I do get to see a lot of films every year, and my criteria for a “favorite” typically is one that keeps me entertained and makes me want to see it repeatedly. Admittedly, I tend to be drawn more towards the fantasy/superhero selections, and less towards the Oscar bait pictures. There will be plenty of other “Best Of 2015” lists being published here at Geeks Of Doom in the coming days that will take a more analytical look at 2015’s films, and will likely include more serious dramas. But for now, with me, you’ll get more fun picks than anything else.

With that, here’s a list of my Top 10 Favorite Movies of 2015.

Note – aside from my final pick here, none of these are in any real order, so don’t put too much stock in the numbering. I also added some Honorable Mentions.

_Raw data_.

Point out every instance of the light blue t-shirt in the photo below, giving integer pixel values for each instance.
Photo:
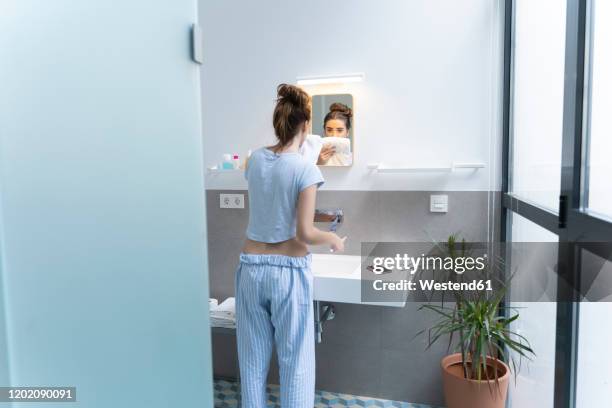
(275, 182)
--
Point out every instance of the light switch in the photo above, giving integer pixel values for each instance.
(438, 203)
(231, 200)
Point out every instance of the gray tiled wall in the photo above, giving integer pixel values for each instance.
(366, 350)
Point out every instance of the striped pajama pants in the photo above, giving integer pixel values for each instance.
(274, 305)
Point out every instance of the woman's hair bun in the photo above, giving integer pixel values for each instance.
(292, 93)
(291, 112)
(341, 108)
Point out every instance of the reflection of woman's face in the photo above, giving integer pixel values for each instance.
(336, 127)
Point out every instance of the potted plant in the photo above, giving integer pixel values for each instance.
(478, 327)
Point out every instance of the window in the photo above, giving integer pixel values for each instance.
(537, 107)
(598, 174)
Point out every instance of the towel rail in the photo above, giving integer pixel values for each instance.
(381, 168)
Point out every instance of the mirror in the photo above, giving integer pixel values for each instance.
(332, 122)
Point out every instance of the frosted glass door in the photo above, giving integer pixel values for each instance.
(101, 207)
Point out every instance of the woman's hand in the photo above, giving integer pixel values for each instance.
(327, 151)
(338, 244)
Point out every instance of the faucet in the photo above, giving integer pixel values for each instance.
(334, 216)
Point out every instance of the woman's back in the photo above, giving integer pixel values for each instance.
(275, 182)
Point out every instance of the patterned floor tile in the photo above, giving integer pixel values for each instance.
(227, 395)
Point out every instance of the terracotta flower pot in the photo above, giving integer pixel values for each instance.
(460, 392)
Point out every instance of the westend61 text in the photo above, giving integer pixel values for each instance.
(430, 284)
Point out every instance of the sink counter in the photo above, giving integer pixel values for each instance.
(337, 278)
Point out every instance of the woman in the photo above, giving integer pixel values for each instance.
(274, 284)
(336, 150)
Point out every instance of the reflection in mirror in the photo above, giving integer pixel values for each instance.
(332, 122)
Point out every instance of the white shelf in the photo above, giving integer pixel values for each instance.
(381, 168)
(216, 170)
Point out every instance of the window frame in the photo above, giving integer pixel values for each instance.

_What this task involves_. In the excerpt about favorite movies of 2015, which kind of films does the writer say they tend to be drawn to more? The entries have no connection to the excerpt about favorite movies of 2015.

_Written reply_. Fantasy/superhero selections.